BRIEF: Return the span of the text on Killer Klowns from Outer Space word for word, from "I love KILLER" to "parody or tribute.".

EXCERPT PROVIDED:

I love KILLER KLOWNS FROM OUTER SPACE because it’s a demented cartoon (the best kind of cartoon) that has ingeniousness to spare: “The Big Top” for the Killer Klowns’ spaceship; popcorn ray-guns; cotton candy cocoons that produce a dread end for dead humans; an invisible Clown car; shadow puppetry; killer pies; and the 18-foot tall Killer Klown leader known as “Jojo the Klownzilla,” a man-in-a-suit Godzilla parody or tribute.

KILLER KLOWNS FROM OUTER SPACE will remind some viewers of Steve McQueen’s debut motion picture, THE BLOB (1958).

You know, kids on lovers’ lane see what could be Halley’s Comet … no, hey, wait, that’s what a crusty old farmer named Gene Green (Royal Dano) mistakes “The Big Top” for when he sees the same unidentified flying object streaking across the sky in the opening sequence and boy, oh boy, that’s a dread mistake for Mean Gene and his poor, poor loyal dog Pooh Bear when they go investigate. Ol’ Man Green speaks a few great lines before his inevitable exit, “What in tarnation is going on?”

DATA RECORDS:
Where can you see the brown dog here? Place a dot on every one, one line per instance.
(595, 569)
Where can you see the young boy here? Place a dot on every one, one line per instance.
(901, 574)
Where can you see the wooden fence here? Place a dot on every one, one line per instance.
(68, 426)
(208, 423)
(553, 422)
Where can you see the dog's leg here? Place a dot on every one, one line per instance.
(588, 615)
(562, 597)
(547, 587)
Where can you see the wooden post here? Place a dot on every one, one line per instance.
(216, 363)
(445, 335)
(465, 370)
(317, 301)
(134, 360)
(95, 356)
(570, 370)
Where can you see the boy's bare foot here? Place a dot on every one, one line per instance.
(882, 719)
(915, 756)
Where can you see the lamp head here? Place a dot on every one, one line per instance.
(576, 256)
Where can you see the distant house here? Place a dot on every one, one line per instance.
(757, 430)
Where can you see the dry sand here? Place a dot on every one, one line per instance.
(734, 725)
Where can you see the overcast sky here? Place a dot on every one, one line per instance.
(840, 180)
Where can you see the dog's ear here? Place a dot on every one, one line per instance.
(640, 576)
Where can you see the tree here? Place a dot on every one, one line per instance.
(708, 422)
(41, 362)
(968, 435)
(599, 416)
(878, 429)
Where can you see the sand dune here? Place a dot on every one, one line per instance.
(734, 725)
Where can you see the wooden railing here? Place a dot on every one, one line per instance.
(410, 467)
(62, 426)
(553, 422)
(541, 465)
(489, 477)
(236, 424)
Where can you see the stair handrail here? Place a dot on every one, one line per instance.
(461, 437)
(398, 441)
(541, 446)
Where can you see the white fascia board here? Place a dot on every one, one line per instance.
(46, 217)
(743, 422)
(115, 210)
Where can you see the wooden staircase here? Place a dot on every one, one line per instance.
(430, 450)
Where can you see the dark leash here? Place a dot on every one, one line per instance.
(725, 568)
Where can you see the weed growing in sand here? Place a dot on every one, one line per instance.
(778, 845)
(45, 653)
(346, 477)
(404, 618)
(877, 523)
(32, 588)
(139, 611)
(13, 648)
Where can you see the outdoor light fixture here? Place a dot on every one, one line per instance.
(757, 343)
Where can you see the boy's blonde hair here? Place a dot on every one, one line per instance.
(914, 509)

ANSWER SECTION:
I love KILLER KLOWNS FROM OUTER SPACE because it’s a demented cartoon (the best kind of cartoon) that has ingeniousness to spare: “The Big Top” for the Killer Klowns’ spaceship; popcorn ray-guns; cotton candy cocoons that produce a dread end for dead humans; an invisible Clown car; shadow puppetry; killer pies; and the 18-foot tall Killer Klown leader known as “Jojo the Klownzilla,” a man-in-a-suit Godzilla parody or tribute.